_Available data_

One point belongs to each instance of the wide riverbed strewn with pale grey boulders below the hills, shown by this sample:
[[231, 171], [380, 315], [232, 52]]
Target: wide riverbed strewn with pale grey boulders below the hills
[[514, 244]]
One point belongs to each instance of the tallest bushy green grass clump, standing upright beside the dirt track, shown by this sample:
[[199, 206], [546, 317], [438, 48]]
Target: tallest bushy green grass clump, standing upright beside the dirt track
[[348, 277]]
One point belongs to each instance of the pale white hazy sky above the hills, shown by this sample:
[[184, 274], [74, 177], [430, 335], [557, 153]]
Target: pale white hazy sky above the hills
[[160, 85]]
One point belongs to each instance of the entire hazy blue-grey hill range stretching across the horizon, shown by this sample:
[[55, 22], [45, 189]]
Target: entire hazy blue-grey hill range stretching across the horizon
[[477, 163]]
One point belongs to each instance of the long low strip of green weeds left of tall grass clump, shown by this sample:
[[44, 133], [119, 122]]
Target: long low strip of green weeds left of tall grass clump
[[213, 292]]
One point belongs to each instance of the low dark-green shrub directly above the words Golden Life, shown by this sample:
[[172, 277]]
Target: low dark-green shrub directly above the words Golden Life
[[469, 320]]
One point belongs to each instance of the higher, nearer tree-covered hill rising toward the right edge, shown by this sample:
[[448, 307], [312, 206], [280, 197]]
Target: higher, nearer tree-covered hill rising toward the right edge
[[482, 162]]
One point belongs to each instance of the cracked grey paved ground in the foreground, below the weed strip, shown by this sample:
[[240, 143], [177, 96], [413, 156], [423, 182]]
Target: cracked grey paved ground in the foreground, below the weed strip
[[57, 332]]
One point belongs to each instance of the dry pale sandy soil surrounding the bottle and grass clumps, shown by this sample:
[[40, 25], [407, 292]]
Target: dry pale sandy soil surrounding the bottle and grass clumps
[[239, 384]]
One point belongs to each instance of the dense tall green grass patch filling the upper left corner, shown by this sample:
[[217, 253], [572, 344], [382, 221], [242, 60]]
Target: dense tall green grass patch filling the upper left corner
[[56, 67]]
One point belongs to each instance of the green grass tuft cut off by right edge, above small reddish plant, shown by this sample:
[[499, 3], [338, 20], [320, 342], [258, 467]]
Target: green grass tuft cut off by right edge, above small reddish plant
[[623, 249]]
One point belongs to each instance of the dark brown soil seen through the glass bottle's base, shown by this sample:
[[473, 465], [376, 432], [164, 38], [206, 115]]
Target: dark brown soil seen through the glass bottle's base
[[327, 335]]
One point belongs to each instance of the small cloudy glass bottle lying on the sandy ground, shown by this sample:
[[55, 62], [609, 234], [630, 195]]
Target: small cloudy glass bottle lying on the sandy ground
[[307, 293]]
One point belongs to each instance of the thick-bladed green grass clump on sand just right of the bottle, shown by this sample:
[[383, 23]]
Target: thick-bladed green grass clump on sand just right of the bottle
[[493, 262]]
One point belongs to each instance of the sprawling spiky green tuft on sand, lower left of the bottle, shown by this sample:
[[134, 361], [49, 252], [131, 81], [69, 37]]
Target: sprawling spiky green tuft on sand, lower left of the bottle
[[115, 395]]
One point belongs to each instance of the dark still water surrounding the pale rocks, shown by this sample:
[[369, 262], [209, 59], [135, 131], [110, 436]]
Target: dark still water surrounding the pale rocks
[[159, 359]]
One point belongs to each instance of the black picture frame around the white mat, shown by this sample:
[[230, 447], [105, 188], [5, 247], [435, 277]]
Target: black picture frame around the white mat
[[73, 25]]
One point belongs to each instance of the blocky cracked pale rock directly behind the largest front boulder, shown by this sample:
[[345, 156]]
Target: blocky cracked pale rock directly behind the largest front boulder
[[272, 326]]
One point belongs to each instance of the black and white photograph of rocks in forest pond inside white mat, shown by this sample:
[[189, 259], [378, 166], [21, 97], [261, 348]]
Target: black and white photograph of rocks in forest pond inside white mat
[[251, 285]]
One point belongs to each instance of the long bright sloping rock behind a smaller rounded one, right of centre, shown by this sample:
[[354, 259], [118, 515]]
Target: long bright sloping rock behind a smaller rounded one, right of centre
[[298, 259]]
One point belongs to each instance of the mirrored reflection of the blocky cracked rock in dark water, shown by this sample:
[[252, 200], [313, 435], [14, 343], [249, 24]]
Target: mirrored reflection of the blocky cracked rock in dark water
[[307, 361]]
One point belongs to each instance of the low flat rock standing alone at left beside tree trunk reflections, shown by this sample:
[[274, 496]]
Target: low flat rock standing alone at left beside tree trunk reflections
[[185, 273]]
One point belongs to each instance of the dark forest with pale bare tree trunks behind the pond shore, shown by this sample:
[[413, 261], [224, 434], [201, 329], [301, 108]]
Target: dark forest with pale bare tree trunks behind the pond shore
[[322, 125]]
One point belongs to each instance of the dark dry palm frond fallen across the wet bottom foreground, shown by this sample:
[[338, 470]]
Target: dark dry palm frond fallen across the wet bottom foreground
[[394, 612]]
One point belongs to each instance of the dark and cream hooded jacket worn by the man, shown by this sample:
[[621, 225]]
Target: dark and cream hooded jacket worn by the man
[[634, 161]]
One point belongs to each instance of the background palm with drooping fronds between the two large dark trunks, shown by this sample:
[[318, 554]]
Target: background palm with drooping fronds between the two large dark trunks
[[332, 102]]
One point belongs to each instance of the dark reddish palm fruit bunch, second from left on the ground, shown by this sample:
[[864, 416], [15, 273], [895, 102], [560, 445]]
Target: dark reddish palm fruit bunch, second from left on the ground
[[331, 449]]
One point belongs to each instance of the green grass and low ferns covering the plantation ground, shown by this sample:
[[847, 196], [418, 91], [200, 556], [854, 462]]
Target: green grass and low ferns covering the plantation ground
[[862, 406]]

_What this task involves_
Start at the line containing "Target: green grass and" and print each line exactly until the listing ends, keeping the final line too.

_Problem solution_
Target: green grass and low ferns covering the plantation ground
[[862, 406]]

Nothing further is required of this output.